> **Exercise details**
Print the records below exactly as they appear.

> **Data shown**
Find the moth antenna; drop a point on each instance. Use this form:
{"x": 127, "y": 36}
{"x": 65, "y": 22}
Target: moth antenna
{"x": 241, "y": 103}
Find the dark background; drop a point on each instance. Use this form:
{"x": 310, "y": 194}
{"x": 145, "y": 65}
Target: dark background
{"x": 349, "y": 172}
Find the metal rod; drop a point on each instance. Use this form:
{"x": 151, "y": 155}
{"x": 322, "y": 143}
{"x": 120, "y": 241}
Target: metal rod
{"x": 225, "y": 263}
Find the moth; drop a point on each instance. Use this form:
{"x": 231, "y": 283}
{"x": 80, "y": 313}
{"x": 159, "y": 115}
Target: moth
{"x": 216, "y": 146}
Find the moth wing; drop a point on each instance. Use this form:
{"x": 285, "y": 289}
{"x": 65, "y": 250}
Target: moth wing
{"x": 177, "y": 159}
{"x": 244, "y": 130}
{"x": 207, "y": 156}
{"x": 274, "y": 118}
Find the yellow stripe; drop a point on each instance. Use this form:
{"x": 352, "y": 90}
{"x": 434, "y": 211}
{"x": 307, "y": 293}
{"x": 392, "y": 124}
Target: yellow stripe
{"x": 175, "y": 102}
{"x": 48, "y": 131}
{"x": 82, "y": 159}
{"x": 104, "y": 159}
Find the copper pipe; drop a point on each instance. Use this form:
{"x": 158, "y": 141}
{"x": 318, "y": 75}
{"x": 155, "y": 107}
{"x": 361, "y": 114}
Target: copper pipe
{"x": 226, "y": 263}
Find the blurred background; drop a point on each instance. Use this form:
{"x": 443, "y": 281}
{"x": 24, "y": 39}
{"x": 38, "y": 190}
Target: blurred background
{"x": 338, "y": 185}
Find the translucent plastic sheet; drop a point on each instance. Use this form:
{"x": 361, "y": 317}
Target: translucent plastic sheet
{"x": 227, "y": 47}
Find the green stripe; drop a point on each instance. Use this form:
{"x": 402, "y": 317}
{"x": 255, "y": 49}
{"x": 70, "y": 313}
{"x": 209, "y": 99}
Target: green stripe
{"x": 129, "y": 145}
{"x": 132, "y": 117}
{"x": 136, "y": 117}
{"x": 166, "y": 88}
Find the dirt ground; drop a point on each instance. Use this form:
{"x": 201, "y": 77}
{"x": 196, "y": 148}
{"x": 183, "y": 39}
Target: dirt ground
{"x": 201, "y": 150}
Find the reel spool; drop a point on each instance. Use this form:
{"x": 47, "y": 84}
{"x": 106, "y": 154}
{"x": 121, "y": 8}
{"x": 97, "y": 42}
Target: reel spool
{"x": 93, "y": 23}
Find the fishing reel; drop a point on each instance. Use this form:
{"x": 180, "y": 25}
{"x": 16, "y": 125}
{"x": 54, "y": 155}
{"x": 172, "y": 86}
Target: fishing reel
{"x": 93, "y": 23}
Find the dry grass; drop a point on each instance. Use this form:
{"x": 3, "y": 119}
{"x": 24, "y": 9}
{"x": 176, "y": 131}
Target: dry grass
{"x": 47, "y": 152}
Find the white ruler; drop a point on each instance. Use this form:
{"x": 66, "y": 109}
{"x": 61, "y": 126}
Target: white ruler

> **Result of the task**
Find the moth antenna; drop a point on each instance. Use this form:
{"x": 127, "y": 36}
{"x": 65, "y": 22}
Target: moth antenna
{"x": 241, "y": 103}
Find the dark background; drop a point on each instance. Use this form:
{"x": 310, "y": 194}
{"x": 145, "y": 65}
Target: dark background
{"x": 349, "y": 172}
Find the metal rod; drop a point on each instance. Use this form:
{"x": 151, "y": 155}
{"x": 322, "y": 143}
{"x": 120, "y": 241}
Target: metal rod
{"x": 225, "y": 263}
Find the moth; drop a point on each instance. Use this form:
{"x": 231, "y": 283}
{"x": 80, "y": 313}
{"x": 159, "y": 115}
Target: moth
{"x": 216, "y": 146}
Find the moth wing; drop a point on each instance. Use this form:
{"x": 285, "y": 289}
{"x": 65, "y": 250}
Target: moth wing
{"x": 177, "y": 159}
{"x": 244, "y": 130}
{"x": 207, "y": 156}
{"x": 274, "y": 118}
Find the yellow stripe; drop a point on each instance. Use this form:
{"x": 352, "y": 90}
{"x": 434, "y": 211}
{"x": 307, "y": 293}
{"x": 392, "y": 124}
Target: yellow stripe
{"x": 175, "y": 102}
{"x": 48, "y": 131}
{"x": 82, "y": 159}
{"x": 104, "y": 159}
Find the copper pipe; drop a point on each instance. Use this form:
{"x": 158, "y": 141}
{"x": 318, "y": 75}
{"x": 155, "y": 107}
{"x": 361, "y": 114}
Target: copper pipe
{"x": 226, "y": 263}
Find the blurred background; drop a point on each instance. Use this form:
{"x": 443, "y": 281}
{"x": 24, "y": 39}
{"x": 38, "y": 190}
Target: blurred background
{"x": 338, "y": 185}
Find the translucent plastic sheet; drop a point on each instance. Use this form:
{"x": 361, "y": 317}
Target: translucent plastic sheet
{"x": 227, "y": 47}
Find the green stripe; drop a point on each instance. Use this form:
{"x": 402, "y": 317}
{"x": 255, "y": 49}
{"x": 70, "y": 313}
{"x": 209, "y": 99}
Target: green stripe
{"x": 129, "y": 145}
{"x": 132, "y": 117}
{"x": 136, "y": 117}
{"x": 166, "y": 88}
Find the dirt ground; drop a point on each instance. Use this form:
{"x": 201, "y": 77}
{"x": 196, "y": 148}
{"x": 183, "y": 39}
Target: dirt ground
{"x": 201, "y": 150}
Find the reel spool; drop a point on each instance. Use this form:
{"x": 47, "y": 84}
{"x": 106, "y": 154}
{"x": 121, "y": 8}
{"x": 97, "y": 42}
Target: reel spool
{"x": 93, "y": 23}
Find the fishing reel; drop a point on each instance. Use this form:
{"x": 180, "y": 25}
{"x": 16, "y": 125}
{"x": 54, "y": 155}
{"x": 172, "y": 86}
Target: fishing reel
{"x": 93, "y": 23}
Find the dry grass; drop a point on each instance. Use this form:
{"x": 3, "y": 119}
{"x": 24, "y": 9}
{"x": 176, "y": 131}
Target: dry grass
{"x": 47, "y": 152}
Find the white ruler; drop a point on each instance. Use this form:
{"x": 66, "y": 109}
{"x": 61, "y": 126}
Target: white ruler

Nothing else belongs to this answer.